▶ _WHAT YOU WILL DO_:
Please copy, with no word changed, only the run of lines that opens with the line containing "Annotate small figurine with boxes." and closes with the last line below.

▶ _MATERIAL SUPPLIED_:
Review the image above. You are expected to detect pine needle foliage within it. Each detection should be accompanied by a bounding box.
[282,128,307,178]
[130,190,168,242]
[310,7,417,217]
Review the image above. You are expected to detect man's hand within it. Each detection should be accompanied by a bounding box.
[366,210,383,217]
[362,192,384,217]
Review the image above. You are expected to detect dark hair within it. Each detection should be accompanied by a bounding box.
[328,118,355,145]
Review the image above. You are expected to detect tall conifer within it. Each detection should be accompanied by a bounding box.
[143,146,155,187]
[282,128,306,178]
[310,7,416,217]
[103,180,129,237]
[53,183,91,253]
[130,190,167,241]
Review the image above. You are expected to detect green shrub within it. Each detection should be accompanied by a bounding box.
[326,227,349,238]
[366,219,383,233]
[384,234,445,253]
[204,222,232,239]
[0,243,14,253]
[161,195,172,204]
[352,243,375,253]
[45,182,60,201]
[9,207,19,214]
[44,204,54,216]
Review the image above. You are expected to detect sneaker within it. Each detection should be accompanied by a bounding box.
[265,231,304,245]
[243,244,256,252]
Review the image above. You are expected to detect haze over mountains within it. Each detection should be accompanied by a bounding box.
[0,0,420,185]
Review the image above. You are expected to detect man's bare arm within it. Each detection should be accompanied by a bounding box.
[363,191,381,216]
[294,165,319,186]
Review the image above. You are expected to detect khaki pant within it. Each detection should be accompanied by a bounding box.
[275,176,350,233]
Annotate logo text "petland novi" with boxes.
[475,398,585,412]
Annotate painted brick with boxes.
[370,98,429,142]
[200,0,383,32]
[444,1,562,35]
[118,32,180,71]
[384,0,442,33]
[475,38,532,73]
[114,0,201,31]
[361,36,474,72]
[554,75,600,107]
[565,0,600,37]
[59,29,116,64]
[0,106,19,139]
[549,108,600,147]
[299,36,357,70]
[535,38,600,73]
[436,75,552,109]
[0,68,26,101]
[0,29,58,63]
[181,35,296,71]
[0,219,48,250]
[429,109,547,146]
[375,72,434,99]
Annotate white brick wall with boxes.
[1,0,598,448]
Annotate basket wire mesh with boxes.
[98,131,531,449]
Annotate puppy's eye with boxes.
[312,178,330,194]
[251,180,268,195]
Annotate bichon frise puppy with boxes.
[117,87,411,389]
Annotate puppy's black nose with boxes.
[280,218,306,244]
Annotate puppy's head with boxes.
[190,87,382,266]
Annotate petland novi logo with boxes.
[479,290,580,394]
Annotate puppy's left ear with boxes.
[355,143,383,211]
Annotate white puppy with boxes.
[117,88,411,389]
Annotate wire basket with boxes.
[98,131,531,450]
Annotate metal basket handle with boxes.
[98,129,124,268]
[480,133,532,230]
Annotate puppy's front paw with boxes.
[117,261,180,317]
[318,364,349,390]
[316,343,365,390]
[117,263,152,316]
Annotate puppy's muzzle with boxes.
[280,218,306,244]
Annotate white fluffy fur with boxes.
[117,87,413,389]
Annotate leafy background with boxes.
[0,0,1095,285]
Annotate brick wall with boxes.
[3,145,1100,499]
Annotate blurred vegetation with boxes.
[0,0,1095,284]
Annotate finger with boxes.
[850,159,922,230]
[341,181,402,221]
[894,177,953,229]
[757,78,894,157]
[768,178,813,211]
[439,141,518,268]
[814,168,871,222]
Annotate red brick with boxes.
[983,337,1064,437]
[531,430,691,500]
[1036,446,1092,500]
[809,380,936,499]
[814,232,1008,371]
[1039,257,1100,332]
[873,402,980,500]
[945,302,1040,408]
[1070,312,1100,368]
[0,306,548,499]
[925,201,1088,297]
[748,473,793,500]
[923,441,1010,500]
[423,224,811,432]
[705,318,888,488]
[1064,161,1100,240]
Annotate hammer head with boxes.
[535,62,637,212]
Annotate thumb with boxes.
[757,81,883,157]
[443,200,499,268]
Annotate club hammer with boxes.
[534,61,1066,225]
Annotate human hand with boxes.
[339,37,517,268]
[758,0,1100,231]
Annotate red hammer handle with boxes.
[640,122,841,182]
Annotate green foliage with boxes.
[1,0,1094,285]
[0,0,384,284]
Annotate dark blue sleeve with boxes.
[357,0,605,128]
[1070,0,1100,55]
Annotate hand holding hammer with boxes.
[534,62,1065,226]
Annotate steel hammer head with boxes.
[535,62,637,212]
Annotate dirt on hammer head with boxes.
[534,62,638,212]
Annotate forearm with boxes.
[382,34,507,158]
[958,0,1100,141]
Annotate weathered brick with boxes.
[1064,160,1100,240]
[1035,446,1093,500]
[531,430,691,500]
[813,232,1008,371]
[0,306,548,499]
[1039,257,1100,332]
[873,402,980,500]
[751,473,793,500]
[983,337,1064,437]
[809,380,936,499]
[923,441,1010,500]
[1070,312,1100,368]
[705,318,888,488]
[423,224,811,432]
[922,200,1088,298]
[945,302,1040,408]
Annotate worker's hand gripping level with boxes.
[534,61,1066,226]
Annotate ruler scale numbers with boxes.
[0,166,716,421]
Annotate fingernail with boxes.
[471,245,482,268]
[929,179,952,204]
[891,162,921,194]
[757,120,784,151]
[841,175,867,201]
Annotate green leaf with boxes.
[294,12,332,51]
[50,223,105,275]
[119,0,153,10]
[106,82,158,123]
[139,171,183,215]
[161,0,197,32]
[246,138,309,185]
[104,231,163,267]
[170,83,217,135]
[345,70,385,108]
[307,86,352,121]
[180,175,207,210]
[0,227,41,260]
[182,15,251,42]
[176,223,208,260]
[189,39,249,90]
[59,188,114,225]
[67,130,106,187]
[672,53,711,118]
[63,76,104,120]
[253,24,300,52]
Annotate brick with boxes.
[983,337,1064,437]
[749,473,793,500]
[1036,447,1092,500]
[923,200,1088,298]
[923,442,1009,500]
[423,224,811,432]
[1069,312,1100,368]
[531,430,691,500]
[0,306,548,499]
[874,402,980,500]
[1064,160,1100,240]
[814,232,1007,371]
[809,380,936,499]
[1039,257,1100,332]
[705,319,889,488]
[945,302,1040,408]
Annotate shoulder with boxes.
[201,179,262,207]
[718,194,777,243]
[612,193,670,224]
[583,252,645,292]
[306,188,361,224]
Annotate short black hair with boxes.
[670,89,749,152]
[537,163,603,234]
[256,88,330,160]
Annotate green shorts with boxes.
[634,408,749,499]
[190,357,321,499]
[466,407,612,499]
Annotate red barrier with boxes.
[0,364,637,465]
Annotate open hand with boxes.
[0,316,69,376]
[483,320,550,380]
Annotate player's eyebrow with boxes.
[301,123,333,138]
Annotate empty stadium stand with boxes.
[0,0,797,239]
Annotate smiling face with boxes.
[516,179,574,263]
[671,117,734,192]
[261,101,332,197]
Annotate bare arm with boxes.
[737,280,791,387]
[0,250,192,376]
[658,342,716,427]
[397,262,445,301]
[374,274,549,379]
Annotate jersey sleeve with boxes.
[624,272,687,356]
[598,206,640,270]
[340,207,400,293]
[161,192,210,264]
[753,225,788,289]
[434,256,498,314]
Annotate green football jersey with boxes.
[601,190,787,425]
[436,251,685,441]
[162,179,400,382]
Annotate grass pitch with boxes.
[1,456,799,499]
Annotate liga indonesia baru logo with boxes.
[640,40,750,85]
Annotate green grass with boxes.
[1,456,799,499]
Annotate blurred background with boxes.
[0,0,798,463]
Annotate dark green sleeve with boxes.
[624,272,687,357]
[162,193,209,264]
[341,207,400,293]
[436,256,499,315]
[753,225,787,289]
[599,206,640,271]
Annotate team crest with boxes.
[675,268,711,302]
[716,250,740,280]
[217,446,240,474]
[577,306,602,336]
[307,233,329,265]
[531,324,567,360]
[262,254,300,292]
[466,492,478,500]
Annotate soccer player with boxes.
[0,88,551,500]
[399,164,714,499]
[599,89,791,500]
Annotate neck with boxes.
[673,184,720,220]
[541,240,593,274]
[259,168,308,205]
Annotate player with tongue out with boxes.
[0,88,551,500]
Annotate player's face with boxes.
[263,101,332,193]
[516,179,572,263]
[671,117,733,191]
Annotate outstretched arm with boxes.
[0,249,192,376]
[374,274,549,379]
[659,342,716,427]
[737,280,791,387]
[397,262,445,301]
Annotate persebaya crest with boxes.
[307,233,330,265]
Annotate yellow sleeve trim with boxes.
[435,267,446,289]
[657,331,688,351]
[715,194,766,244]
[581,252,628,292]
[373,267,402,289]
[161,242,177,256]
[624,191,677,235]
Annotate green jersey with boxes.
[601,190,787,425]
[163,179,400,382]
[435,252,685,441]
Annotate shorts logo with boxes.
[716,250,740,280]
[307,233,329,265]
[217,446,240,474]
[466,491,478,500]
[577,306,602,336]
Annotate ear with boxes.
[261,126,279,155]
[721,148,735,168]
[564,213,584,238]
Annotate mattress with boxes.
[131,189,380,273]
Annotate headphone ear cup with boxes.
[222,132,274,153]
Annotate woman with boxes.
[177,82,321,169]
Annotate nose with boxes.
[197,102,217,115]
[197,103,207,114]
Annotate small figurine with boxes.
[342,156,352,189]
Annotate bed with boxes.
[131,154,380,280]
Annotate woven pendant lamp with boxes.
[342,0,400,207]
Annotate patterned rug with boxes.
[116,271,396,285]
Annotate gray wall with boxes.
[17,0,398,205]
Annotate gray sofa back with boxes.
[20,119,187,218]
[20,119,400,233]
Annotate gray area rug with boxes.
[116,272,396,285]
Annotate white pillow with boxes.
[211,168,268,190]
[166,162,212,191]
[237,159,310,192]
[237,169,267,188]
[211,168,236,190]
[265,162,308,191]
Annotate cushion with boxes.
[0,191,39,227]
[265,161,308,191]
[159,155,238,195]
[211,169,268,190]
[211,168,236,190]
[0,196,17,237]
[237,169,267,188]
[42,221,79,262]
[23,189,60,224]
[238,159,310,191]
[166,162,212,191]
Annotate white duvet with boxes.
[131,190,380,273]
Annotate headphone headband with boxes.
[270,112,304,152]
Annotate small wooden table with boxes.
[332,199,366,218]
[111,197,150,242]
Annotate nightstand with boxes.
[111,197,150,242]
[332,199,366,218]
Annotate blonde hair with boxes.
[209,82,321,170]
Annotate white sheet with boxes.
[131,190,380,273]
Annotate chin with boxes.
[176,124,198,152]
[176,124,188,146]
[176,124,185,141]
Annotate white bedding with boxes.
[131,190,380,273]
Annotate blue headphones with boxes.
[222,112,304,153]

▶ _TASK ANSWER_:
Annotate small figurine with boxes.
[342,156,352,189]
Annotate bed with boxes.
[131,154,380,280]
Annotate woven pendant lamp with boxes.
[342,0,400,207]
Annotate patterned rug with boxes.
[116,271,396,285]
Annotate gray wall with boxes.
[17,0,398,205]
Annotate gray sofa back with boxes.
[20,119,187,218]
[20,119,400,233]
Annotate gray area rug with boxes.
[116,272,396,285]
Annotate white pillow with boxes.
[211,168,268,190]
[166,162,212,191]
[237,159,310,192]
[237,169,267,188]
[211,168,236,190]
[265,162,308,191]
Annotate cushion with boxes.
[0,191,39,227]
[265,161,308,191]
[159,155,238,195]
[211,169,268,190]
[211,168,236,190]
[0,196,17,237]
[237,169,267,188]
[42,221,79,262]
[23,189,60,224]
[238,159,310,191]
[166,162,212,191]
Annotate white duvet with boxes.
[131,190,380,273]
Annotate headphone headband with boxes.
[270,112,304,152]
Annotate small wooden table with boxes.
[332,199,366,218]
[111,197,150,242]
Annotate nightstand with boxes.
[111,197,150,242]
[332,199,366,218]
Annotate blonde hair with boxes.
[209,82,321,170]
Annotate white sheet with boxes.
[131,190,380,273]
Annotate chin with boxes.
[176,124,198,152]
[176,124,188,146]
[176,124,185,141]
Annotate white bedding with boxes.
[131,190,380,273]
Annotate blue headphones with boxes.
[222,112,304,153]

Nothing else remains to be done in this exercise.